▶ _WHAT IS ASKED_:
Starting at the first line and ending at the line containing "<point>347,26</point>", rewrite those lines with every "Target" changed to "Label" and everything else unchanged.

[Data items]

-------------------------

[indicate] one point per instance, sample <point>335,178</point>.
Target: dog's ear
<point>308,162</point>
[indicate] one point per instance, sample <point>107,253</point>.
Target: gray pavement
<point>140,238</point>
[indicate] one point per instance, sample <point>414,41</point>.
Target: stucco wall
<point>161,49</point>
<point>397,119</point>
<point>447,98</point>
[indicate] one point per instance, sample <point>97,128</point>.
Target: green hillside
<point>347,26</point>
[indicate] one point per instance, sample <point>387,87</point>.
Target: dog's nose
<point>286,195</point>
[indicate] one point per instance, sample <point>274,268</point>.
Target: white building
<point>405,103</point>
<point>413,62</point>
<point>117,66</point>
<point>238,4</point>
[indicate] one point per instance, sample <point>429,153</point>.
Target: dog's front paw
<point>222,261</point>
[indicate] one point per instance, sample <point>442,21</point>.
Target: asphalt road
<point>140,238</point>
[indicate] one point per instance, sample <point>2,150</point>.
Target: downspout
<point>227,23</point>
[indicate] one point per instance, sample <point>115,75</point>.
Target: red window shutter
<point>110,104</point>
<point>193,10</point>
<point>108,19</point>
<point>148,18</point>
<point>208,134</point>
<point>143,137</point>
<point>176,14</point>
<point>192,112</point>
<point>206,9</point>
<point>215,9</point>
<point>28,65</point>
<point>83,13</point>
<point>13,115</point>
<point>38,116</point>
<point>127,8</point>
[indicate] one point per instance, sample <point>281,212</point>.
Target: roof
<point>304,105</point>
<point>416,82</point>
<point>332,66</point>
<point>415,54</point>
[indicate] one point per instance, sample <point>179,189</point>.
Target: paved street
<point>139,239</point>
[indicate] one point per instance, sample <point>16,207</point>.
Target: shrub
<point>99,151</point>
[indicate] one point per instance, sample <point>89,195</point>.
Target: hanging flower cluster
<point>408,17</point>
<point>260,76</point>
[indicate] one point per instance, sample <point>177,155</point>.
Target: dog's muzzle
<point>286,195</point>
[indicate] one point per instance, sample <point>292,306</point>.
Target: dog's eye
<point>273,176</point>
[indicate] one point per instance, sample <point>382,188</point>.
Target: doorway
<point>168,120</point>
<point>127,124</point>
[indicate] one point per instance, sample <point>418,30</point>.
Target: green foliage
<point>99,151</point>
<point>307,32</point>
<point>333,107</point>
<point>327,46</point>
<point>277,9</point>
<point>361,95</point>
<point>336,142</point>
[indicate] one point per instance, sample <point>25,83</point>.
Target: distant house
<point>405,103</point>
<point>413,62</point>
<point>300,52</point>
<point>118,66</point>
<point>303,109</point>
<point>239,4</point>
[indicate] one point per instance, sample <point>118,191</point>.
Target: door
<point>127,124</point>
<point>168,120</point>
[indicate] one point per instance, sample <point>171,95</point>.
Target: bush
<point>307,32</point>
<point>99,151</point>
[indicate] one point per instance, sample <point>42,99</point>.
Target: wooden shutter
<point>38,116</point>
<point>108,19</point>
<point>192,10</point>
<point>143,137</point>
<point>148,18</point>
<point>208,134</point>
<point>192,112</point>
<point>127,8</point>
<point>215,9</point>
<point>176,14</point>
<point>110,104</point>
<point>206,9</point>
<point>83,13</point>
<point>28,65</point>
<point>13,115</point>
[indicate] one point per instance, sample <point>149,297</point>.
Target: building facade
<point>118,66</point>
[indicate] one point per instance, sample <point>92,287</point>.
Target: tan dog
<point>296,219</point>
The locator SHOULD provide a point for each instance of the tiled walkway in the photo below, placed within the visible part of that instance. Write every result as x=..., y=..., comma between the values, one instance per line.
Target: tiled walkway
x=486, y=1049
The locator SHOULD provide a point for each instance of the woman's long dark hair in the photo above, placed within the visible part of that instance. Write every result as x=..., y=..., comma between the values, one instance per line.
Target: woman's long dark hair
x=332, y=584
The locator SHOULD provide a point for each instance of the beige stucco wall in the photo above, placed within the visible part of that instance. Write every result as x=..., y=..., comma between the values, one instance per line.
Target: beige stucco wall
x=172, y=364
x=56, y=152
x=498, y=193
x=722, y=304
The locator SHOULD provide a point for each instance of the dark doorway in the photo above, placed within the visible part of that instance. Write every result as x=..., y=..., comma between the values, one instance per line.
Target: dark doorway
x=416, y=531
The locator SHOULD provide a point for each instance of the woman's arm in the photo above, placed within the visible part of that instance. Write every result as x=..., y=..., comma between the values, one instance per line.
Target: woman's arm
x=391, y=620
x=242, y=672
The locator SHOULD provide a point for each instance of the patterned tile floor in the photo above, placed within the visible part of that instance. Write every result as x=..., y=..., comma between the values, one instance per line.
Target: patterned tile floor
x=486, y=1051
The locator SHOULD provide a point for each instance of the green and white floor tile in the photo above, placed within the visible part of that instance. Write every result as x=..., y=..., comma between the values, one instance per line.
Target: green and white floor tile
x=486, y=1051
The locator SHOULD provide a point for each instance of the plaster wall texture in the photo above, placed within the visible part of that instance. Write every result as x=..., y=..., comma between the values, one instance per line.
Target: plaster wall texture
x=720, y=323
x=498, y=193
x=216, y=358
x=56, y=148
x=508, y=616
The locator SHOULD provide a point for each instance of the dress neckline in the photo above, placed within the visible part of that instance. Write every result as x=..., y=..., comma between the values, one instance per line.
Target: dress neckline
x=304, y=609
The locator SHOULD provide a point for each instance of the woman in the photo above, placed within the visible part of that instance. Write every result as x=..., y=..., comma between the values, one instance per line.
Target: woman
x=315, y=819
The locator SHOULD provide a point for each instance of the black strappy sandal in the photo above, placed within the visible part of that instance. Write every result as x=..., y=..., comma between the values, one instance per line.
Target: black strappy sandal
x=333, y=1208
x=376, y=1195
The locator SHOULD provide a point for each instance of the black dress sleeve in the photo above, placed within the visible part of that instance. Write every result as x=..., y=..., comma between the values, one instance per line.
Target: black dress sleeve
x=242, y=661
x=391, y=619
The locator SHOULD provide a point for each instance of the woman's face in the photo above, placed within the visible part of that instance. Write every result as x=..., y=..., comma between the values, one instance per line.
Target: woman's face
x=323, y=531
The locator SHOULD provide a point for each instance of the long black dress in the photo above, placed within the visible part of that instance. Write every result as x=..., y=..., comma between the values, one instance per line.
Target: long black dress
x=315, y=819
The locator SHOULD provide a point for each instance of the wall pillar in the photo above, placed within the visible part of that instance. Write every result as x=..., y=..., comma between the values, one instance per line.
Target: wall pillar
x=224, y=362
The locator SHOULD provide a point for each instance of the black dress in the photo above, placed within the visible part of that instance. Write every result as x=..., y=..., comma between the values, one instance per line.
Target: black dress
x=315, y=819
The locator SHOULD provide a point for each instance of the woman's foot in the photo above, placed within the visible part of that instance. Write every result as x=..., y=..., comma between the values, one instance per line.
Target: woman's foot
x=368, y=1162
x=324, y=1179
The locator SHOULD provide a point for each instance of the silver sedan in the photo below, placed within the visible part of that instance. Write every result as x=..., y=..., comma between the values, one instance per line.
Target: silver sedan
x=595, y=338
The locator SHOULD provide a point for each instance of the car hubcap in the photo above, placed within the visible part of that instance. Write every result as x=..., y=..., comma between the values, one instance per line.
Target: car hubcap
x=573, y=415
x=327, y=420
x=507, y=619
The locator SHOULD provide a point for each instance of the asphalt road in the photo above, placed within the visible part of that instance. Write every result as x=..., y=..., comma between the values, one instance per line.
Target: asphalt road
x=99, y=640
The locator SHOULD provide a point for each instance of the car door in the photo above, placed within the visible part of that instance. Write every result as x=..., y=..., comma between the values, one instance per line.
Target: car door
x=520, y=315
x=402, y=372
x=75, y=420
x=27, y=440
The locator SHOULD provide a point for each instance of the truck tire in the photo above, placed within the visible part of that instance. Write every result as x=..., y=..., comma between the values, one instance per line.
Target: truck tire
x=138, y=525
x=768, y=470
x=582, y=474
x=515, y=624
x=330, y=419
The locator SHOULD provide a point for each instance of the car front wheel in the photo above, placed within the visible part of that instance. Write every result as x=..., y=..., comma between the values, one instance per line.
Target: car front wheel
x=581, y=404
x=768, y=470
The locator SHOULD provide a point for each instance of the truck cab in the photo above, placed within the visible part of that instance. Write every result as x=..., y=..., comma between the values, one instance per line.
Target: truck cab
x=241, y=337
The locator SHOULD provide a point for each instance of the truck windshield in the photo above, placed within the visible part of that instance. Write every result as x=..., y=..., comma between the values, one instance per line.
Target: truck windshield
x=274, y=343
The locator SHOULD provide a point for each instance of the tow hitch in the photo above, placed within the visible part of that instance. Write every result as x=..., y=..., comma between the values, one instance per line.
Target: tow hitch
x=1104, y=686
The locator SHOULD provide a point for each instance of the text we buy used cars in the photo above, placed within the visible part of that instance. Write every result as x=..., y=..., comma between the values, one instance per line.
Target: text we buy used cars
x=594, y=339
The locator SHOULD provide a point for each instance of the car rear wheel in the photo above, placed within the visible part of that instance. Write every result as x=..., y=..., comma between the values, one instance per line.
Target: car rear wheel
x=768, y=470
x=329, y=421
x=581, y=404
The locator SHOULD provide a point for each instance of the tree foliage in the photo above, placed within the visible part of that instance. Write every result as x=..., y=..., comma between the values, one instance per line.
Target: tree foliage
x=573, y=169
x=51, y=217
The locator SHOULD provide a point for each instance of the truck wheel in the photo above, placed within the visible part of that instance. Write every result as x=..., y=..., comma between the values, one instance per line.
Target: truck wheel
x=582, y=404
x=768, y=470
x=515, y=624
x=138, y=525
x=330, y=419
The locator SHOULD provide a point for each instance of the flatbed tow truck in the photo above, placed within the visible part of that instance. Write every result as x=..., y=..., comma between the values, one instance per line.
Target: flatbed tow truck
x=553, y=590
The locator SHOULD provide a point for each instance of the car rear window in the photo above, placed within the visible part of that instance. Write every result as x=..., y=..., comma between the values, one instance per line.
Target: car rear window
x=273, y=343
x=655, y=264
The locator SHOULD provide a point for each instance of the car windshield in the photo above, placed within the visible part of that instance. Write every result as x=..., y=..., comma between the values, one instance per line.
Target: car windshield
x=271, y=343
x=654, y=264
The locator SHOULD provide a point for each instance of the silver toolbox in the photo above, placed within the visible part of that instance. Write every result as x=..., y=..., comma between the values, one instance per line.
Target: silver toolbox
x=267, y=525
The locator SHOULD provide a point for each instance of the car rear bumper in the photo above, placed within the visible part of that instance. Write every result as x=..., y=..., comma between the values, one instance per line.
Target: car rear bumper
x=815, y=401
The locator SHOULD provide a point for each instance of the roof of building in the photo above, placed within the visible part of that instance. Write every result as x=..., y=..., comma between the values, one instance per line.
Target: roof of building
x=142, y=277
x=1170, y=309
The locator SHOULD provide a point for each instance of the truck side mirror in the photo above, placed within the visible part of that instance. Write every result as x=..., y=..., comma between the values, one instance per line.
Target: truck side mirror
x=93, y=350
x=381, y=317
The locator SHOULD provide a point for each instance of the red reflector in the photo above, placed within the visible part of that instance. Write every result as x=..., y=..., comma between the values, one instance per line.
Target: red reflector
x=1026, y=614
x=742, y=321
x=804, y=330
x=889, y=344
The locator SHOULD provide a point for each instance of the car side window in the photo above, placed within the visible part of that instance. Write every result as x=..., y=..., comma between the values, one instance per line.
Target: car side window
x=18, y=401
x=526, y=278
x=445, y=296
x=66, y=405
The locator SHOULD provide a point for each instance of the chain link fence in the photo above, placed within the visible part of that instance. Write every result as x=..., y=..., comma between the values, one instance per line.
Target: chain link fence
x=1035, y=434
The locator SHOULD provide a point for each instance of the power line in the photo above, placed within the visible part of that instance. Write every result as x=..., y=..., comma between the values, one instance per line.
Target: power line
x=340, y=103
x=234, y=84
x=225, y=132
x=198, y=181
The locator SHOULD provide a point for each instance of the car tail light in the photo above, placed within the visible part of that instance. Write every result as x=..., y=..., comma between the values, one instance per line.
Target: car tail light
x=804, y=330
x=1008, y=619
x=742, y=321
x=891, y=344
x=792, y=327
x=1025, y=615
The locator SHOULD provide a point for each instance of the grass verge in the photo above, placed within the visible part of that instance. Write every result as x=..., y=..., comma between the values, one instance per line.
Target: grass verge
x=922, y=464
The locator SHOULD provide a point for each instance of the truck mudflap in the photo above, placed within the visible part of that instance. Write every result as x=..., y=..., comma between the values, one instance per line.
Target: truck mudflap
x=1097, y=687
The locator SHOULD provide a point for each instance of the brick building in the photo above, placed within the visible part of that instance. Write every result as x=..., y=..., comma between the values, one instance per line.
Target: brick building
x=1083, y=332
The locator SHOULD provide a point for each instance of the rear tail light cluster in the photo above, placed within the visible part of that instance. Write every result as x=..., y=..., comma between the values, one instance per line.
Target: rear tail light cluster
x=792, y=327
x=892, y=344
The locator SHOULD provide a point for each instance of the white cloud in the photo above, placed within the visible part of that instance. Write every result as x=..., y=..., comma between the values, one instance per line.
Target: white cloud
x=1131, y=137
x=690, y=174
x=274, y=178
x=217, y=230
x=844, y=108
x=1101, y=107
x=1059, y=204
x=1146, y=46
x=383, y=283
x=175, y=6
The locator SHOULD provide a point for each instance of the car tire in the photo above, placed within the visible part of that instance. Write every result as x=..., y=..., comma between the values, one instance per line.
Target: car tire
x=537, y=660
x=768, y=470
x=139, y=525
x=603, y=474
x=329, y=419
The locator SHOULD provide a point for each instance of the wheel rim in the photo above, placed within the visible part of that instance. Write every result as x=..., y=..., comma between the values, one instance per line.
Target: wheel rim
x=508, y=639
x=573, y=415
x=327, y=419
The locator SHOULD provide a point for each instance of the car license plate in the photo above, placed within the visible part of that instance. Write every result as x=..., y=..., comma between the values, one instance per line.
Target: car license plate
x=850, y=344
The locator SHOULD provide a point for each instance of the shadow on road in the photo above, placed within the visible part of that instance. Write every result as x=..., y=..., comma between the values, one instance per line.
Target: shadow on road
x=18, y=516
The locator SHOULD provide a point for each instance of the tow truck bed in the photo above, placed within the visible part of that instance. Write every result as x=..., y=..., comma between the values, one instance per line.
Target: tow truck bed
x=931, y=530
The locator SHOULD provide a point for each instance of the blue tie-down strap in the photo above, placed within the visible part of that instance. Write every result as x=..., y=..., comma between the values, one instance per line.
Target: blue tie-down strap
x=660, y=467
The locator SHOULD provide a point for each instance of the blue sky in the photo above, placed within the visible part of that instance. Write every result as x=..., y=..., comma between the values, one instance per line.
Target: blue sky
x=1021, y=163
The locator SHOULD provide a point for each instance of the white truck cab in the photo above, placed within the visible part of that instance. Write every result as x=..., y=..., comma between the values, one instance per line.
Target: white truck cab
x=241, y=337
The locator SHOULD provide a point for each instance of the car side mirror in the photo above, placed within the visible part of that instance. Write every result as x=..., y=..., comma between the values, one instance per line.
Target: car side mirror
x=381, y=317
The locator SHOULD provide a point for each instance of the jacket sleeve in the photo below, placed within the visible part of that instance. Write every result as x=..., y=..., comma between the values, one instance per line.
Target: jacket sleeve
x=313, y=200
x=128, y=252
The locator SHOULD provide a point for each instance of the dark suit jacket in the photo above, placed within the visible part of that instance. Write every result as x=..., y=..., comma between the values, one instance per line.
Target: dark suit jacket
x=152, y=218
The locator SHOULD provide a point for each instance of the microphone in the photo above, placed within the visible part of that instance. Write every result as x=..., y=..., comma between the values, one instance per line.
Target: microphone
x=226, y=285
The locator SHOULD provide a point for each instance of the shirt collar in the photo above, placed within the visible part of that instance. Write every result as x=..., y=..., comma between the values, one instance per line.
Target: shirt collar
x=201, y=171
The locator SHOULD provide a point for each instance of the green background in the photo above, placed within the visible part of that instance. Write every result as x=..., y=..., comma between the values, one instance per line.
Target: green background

-------------------------

▶ _SOLVED EXERCISE_:
[indicate] one point per instance, sample <point>335,178</point>.
Label: dog's ear
<point>308,162</point>
[indicate] one point per instance, sample <point>107,253</point>.
Label: gray pavement
<point>140,238</point>
[indicate] one point per instance, sample <point>414,41</point>.
Label: stucco wall
<point>161,49</point>
<point>397,119</point>
<point>447,98</point>
[indicate] one point per instance, sample <point>97,128</point>.
Label: green hillside
<point>347,26</point>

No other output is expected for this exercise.